▶ _Problem description_:
Copy out, word for word, the lines in the records below that fall between the line holding "Each instance of the sunset" and the line holding "[[380, 38]]", including both of those lines.

[Pointing dataset excerpts]
----
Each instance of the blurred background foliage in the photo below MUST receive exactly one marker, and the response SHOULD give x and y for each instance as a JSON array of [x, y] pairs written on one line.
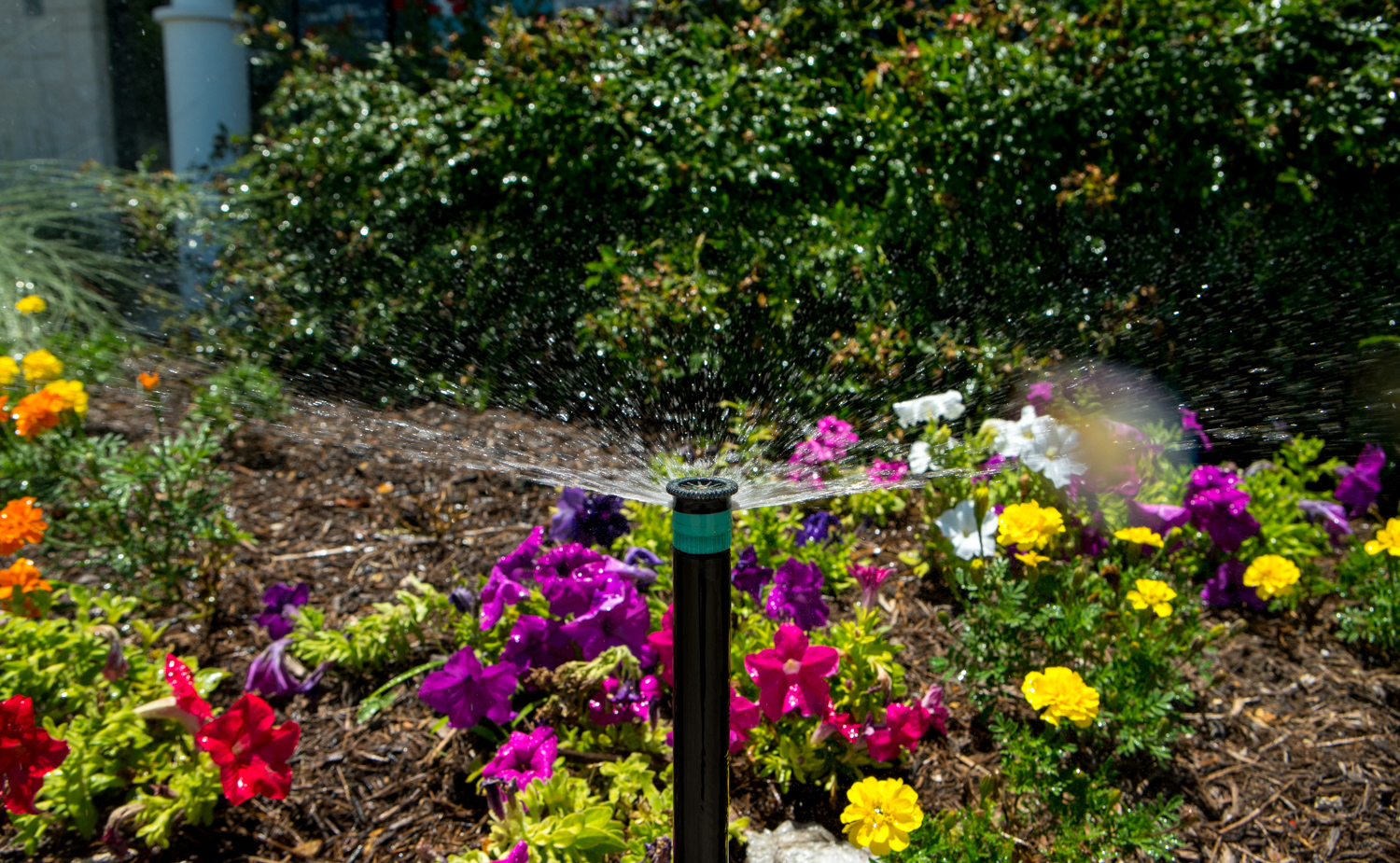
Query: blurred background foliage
[[1201, 189]]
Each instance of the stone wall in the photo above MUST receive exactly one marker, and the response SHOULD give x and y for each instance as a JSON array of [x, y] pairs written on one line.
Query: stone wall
[[55, 89]]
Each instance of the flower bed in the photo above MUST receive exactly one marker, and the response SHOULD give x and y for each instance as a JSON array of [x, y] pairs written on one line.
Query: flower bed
[[1058, 607]]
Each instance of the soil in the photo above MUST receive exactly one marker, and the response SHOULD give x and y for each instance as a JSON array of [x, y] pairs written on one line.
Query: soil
[[1294, 756]]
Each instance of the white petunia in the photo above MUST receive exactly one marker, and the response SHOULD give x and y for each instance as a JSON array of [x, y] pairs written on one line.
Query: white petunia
[[930, 408], [959, 524], [1014, 437], [918, 457], [1055, 452]]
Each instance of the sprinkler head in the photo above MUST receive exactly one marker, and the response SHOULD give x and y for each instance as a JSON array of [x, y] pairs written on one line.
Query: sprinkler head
[[702, 495]]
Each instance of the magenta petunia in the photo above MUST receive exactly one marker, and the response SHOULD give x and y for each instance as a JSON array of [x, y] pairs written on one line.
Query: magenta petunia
[[870, 579], [1158, 518], [524, 759], [744, 717], [791, 673], [1360, 485], [618, 617], [468, 692], [1228, 588], [664, 644], [537, 642], [797, 594], [1192, 425], [904, 726], [836, 435], [748, 575], [887, 473]]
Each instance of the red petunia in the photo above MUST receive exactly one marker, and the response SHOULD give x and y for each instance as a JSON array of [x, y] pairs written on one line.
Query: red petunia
[[182, 683], [27, 753], [249, 751]]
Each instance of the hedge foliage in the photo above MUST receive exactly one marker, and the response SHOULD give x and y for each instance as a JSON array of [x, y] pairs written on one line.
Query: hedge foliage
[[1207, 188]]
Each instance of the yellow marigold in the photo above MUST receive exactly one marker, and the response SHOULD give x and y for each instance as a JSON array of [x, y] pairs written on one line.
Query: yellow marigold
[[72, 394], [1028, 524], [20, 522], [1032, 560], [1271, 575], [31, 304], [21, 575], [882, 814], [1153, 593], [1066, 695], [41, 366], [1388, 538], [1142, 536], [36, 411]]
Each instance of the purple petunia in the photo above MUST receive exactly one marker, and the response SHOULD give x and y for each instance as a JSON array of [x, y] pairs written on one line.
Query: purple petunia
[[1333, 518], [1041, 395], [1193, 425], [468, 692], [1218, 508], [1360, 485], [588, 518], [537, 642], [624, 701], [797, 594], [618, 617], [748, 575], [524, 759], [1158, 518], [636, 555], [271, 677], [1228, 588], [817, 527], [279, 602]]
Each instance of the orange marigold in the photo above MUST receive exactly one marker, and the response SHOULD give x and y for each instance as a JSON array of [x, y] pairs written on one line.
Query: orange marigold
[[20, 522], [21, 575], [38, 411]]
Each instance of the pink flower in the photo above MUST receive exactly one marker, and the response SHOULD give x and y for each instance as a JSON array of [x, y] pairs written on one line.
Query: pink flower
[[251, 753], [887, 473], [524, 759], [837, 435], [790, 673], [663, 642], [182, 683], [836, 723], [903, 728], [870, 579], [744, 717]]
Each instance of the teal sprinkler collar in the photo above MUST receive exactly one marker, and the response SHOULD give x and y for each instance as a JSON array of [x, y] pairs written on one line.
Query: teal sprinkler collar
[[700, 633]]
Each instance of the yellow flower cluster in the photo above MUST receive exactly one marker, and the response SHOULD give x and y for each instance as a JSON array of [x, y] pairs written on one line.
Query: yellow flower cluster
[[882, 814], [1028, 524], [1271, 575], [1063, 694], [1153, 593], [1142, 536], [31, 304], [1388, 538]]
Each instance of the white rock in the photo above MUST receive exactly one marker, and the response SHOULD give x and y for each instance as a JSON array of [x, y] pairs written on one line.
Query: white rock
[[803, 843]]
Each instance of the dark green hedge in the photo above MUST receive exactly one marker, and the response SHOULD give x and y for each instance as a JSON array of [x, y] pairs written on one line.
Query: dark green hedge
[[730, 184]]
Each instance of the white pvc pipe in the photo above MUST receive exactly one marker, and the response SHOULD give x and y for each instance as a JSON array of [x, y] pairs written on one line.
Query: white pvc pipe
[[206, 78]]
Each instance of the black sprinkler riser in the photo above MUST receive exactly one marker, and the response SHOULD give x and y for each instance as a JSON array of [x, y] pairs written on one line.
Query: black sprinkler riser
[[700, 627]]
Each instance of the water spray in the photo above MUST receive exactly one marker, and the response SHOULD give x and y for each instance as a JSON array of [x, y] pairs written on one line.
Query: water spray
[[702, 526]]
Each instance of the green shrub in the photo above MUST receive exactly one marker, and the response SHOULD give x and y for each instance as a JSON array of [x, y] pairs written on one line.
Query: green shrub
[[713, 178]]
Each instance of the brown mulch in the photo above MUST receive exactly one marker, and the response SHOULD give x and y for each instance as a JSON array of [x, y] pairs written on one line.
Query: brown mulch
[[1294, 756]]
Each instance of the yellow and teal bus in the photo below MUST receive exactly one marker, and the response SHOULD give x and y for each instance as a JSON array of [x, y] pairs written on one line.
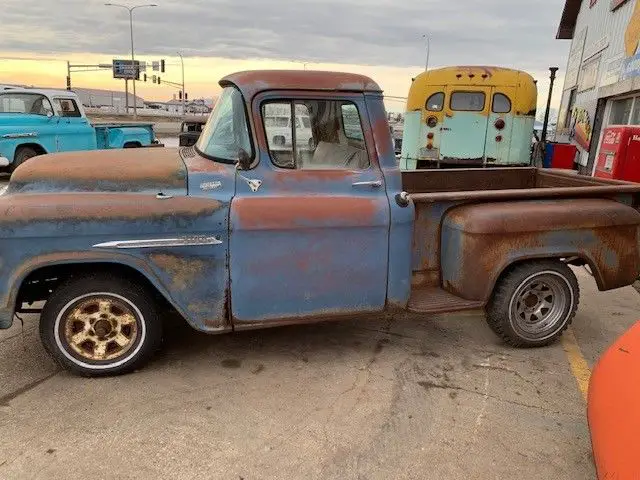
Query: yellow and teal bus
[[468, 117]]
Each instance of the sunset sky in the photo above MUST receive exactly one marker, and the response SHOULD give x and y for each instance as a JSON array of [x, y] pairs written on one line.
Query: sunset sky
[[380, 38]]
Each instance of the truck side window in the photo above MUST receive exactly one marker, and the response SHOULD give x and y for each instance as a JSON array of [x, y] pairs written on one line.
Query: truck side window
[[435, 103], [29, 103], [67, 107], [317, 135]]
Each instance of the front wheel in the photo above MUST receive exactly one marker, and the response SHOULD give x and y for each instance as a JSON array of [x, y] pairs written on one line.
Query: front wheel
----
▶ _Solution to the problem_:
Each instance of the sunset sky in the photo above MUST receive exactly one marker, and the response SHOULD give x and y for each instance as a JSON array of [x, y] pairs written on one line.
Query: sunset sky
[[380, 38]]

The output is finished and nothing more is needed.